● **Text section**:
= Beginning of Section =
Confirmation via Analogue Simulation: A Bayesian Analysis

Analogue simulation is a novel mode of scientific inference found increasingly within modern physics, and yet all but neglected in the philosophical literature. Experiments conducted upon a table-top “source system” are taken to provide insight into features of an inaccessible “target system”, based upon a syntactic isomorphism between the relevant modelling frameworks. An important example is the use of acoustic “dumb hole” systems to simulate gravitational black holes. In a recent work Dardashti, Thebault and Winsberg argued that there exists circumstances in which confirmation via analogue simulation can obtain; in particular when the robustness of the isomorphism is established via universality arguments. This talk reviews and extends these claims via an analysis in terms of Bayesian confirmation theory. The talk is based on joint work with Radin Dardashti, Karim Thebault and Eric Winsberg.

    • Nenad Miscevic, Central European University, Budapest

Simulation in political thought experiments

Some famous political thought experiments, like the Veil-of-ignorance, or Habermas’s dialogical ones invite the reader to simulate the decision process of imagined characters. The whole Kantian tradition comes close to this kind of invitation. The paper discusses the promises and problems of such „simulationist“ approaches to political thought experimenting, tentatively arguing that promises are worth pursuing, in spite of undeniable problems along the way.

    • Gualtiero Piccinini, University of Missouri – St. Louis

Mental Representation, Simulation, and Thought Experiments

I distinguish between two types of representation, natural and nonnatural. I argue that nonnatural representation is necessary to explain intentionality. I also argue that traditional accounts of the semantic content of mental representations are insufficient to explain nonnatural representation and, therefore, intentionality. To remedy this, I sketch an account of nonnatural representation in terms of natural representation plus offline simulation of nonactual environments plus tracking the ways in which a simulation departs from the actual environment. This is a step towards a naturalistic, mechanistic, neurocomputational account of intentionality. A consequence of this account is that thought experiments are mental simulations.
= End of Section =
● **About this task**:
In the abstract on analogue simulation, what kind of system is used to simulate gravitational black holes? The records come from a separate source.

Image-grounded pointing records
= Beginning of Section =
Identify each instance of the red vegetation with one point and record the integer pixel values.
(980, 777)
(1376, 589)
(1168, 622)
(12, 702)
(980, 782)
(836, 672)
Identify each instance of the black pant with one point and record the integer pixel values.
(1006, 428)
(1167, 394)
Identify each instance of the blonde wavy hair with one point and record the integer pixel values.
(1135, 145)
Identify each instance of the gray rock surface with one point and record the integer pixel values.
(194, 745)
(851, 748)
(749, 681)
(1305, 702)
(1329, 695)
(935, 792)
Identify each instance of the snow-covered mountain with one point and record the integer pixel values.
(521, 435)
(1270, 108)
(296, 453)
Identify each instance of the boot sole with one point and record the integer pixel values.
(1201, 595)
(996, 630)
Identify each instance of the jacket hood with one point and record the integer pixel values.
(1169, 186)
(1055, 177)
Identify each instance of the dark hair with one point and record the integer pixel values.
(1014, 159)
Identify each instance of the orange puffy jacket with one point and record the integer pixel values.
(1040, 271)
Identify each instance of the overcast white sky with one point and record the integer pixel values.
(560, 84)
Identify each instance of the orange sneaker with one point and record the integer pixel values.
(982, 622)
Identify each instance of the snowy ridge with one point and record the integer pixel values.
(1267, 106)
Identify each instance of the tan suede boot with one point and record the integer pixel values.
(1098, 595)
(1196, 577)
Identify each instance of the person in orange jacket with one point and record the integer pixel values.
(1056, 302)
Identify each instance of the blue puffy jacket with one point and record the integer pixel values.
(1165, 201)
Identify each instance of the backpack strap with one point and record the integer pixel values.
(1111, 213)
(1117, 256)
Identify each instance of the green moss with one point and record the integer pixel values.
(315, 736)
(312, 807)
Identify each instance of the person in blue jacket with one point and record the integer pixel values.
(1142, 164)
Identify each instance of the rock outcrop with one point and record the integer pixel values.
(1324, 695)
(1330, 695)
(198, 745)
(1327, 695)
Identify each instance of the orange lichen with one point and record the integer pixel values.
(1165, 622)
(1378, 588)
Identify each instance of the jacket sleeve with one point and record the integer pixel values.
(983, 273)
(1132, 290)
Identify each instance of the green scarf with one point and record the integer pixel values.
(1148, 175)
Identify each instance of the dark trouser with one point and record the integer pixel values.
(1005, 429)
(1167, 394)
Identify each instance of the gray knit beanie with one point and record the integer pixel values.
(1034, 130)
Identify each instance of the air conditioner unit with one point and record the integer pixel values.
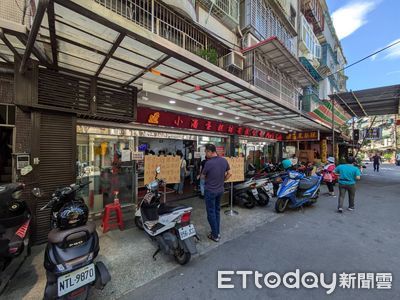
(233, 59)
(251, 40)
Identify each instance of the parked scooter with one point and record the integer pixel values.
(169, 226)
(252, 192)
(298, 190)
(15, 220)
(72, 246)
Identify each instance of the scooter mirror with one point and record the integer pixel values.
(37, 192)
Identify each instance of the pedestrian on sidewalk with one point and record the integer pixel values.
(329, 175)
(377, 161)
(201, 178)
(348, 174)
(215, 172)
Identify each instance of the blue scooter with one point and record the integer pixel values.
(297, 190)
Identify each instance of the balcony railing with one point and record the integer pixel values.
(226, 10)
(313, 12)
(258, 73)
(310, 102)
(328, 60)
(261, 19)
(309, 40)
(163, 21)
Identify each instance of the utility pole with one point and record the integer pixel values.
(333, 128)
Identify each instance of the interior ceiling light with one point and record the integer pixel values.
(144, 97)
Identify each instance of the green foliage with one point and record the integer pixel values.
(210, 55)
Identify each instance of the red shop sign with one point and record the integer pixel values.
(170, 119)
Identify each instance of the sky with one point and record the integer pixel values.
(363, 27)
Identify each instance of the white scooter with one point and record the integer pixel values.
(169, 226)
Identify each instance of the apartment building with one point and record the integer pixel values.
(321, 53)
(92, 78)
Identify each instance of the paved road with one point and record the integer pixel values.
(317, 240)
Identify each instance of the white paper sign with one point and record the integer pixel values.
(125, 155)
(138, 155)
(26, 170)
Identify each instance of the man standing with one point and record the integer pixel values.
(377, 161)
(348, 174)
(215, 172)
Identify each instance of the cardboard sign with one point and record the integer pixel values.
(138, 155)
(169, 165)
(237, 168)
(125, 155)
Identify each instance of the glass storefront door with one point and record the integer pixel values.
(99, 161)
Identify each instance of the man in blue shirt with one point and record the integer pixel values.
(215, 172)
(348, 174)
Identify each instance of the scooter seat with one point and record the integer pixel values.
(57, 236)
(4, 247)
(307, 183)
(165, 209)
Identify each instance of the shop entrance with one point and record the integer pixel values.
(6, 149)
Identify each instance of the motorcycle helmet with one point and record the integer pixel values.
(350, 160)
(286, 164)
(72, 214)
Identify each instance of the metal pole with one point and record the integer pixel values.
(333, 129)
(364, 138)
(352, 146)
(231, 212)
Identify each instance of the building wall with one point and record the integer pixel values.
(215, 26)
(12, 10)
(23, 119)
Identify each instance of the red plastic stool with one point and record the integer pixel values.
(112, 221)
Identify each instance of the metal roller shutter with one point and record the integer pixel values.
(57, 162)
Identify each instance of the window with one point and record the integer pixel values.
(309, 38)
(7, 114)
(292, 15)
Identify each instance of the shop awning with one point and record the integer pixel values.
(108, 45)
(370, 102)
(277, 54)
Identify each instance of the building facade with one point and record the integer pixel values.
(92, 79)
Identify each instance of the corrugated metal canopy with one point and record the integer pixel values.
(277, 54)
(91, 39)
(369, 102)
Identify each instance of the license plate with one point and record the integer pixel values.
(187, 232)
(74, 280)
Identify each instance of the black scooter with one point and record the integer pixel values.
(72, 247)
(15, 220)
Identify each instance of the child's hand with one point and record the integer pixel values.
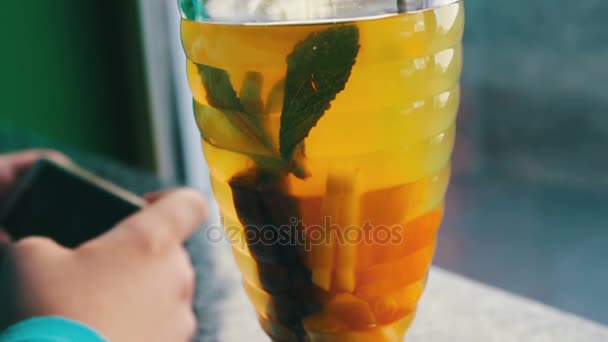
(134, 283)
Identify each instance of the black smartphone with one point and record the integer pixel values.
(66, 204)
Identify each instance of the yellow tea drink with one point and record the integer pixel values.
(329, 148)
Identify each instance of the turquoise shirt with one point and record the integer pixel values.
(50, 329)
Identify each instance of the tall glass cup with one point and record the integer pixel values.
(328, 127)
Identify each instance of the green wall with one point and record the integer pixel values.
(70, 72)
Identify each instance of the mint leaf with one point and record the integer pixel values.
(222, 96)
(317, 70)
(251, 93)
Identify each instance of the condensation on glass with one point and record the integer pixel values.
(265, 11)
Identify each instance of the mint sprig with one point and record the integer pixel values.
(317, 70)
(221, 95)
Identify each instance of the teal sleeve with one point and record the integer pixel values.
(50, 329)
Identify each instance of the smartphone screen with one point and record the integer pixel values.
(66, 204)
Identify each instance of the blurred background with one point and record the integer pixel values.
(528, 207)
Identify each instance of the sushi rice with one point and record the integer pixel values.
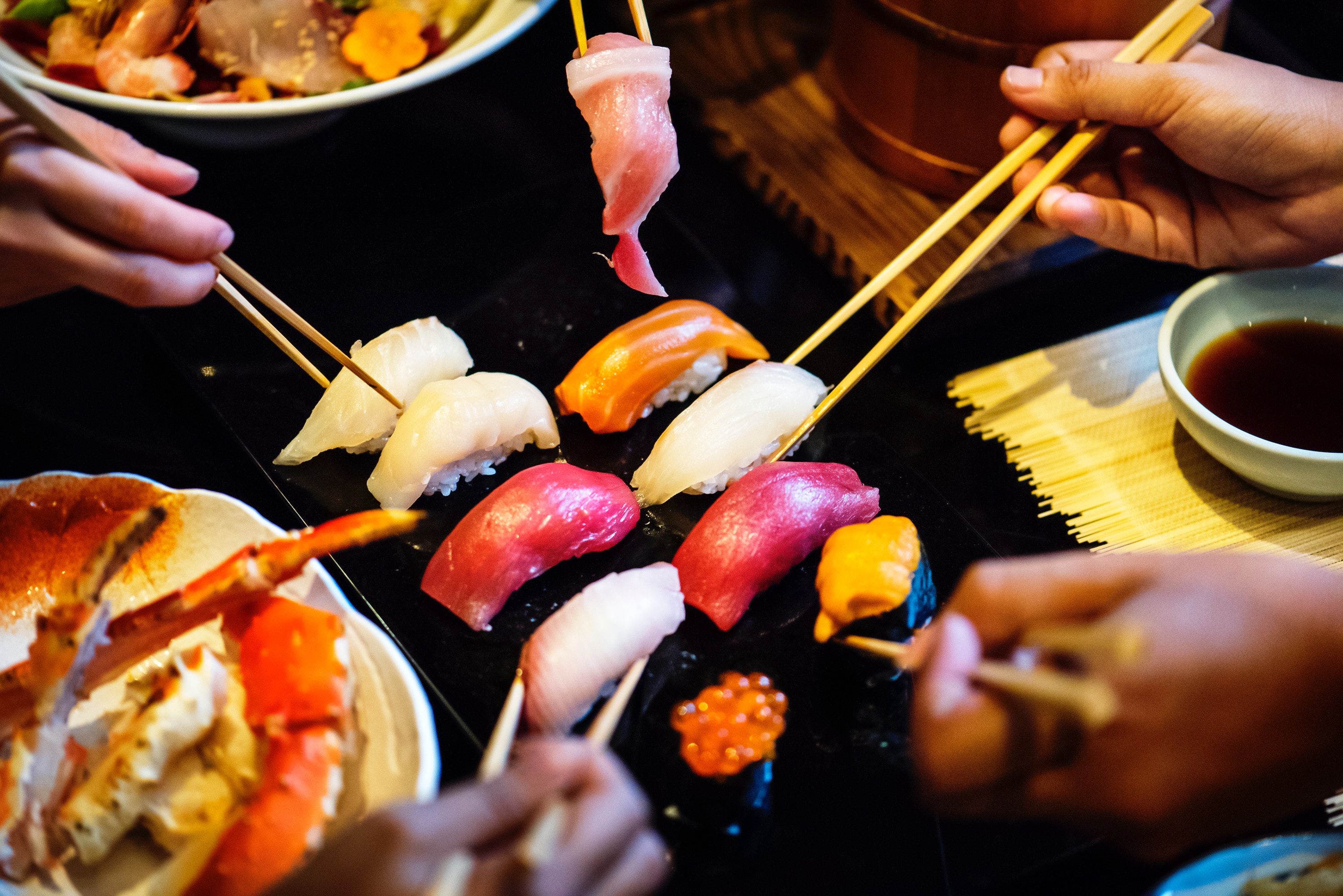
= End of Section =
● **Response below**:
Acoustic "dumb hole" systems.